— Start of Data for the task —

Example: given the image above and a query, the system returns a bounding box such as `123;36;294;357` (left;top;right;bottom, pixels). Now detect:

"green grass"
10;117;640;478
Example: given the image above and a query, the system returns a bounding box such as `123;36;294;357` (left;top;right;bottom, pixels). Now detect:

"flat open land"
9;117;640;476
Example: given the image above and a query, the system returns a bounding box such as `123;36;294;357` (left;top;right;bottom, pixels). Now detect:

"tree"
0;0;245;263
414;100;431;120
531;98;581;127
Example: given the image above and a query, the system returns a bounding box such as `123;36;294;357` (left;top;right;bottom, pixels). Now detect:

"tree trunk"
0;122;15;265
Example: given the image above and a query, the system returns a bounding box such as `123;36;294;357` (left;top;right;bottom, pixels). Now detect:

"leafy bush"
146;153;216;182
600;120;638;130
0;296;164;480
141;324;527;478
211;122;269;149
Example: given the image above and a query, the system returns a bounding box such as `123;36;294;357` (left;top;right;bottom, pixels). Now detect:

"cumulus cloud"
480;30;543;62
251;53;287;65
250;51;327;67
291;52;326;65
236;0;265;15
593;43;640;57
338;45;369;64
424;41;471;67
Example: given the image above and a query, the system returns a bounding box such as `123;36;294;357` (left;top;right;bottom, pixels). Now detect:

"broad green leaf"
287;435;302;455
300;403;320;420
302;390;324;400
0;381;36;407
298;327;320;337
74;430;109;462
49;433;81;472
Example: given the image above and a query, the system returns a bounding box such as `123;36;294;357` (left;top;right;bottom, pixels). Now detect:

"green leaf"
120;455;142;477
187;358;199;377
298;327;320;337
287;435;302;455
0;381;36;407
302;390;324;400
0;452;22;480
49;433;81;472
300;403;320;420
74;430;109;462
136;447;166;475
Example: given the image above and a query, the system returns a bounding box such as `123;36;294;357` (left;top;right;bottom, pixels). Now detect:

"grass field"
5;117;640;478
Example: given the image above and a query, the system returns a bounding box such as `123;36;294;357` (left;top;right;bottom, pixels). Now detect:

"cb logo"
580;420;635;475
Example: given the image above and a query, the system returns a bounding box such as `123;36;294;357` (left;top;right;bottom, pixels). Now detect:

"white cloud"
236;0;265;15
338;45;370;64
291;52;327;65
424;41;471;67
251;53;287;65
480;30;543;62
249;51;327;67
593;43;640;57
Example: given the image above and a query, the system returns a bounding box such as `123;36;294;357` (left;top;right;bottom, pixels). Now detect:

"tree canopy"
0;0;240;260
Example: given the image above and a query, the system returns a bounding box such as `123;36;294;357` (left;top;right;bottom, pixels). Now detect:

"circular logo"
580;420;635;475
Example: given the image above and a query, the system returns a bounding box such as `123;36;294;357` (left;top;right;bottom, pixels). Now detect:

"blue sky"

— End of Data for the task —

- _Requirements_
Return all of the records above word for word, without altering any line.

- _Expected output_
Example: given the image above and a query, the system returns a bounding box such as `123;36;294;357` (left;top;right;bottom, pixels). Now detect:

"green grass"
10;117;640;478
Example: given the image above and a query, the system returns a bounding box such as `123;36;294;357` (left;top;right;bottom, pixels). Now detect:

"flat open land"
9;117;640;476
Example: given the image above and a query, the system returns a bounding box such as `123;36;294;357` (left;top;right;bottom, pixels). Now detect:

"tree"
0;0;245;263
414;100;431;120
531;98;581;127
Example: given the image above and a query, the system returns a bounding box such as `123;36;294;357` (left;top;right;bottom, pixels). Now detect:

"tree trunk"
0;122;15;265
Example: given the image above and a query, the system returns a bounding box such as `123;36;294;357` (left;top;right;bottom, pixels). Now detect:

"leafy bush"
146;153;216;182
600;120;638;130
0;296;164;480
141;324;527;478
211;122;269;149
Example: given the image above and a query, the system returns a bounding box such as `123;36;294;357` (left;top;right;bottom, pixels). Now detect:

"cumulus cloud"
480;30;543;62
251;53;287;65
250;51;327;67
291;52;326;65
236;0;265;15
593;43;640;57
338;45;369;64
424;41;471;67
Example: given the image above and a query, the system returns a bounding box such as `123;36;294;357` (left;top;right;bottom, pixels). Now detect:

"broad green leaf"
287;435;302;455
300;403;320;420
302;390;324;400
0;381;36;407
298;327;320;337
74;430;109;462
49;433;81;472
Example: given the image above and a query, the system returns a bounding box such as `123;36;294;357` (left;top;right;bottom, pixels). Now detect:

"green leaf"
120;455;142;477
187;358;199;377
298;327;320;337
287;435;302;455
0;381;36;407
302;390;324;400
0;452;22;480
49;433;81;472
300;403;320;420
74;430;109;462
136;447;166;475
Example: given the image above and a query, the system returns a bounding box such as `123;36;294;357` (left;top;right;bottom, pixels). Now detect:

"grass field"
5;117;640;478
Example: given the image above and a query, the system returns a bounding box such as `123;36;294;357` (left;top;right;bottom, pixels). Now detect:

"cb logo"
580;420;635;475
Example: given the image above and a query, the system returns a bounding box such as `123;36;294;357` (left;top;right;bottom, pixels). Now detect:

"white cloud"
236;0;265;15
338;45;370;64
291;52;327;65
424;41;471;67
251;53;287;65
480;30;543;62
249;51;327;67
593;43;640;57
Example: given the image above and a query, the system returns a bounding box such as `123;36;294;357` (left;top;right;bottom, pixels). Now detect:

"tree canopy"
0;0;240;260
Example: given the image above and a query, the system returns a bounding box such as `123;36;294;357` (left;top;right;bottom, pixels). Now detect:

"circular logo"
580;420;635;475
Example: given the image above and a query, the system returns a bounding box such as `123;36;294;357` (left;top;right;bottom, pixels). Now detect:

"blue sky"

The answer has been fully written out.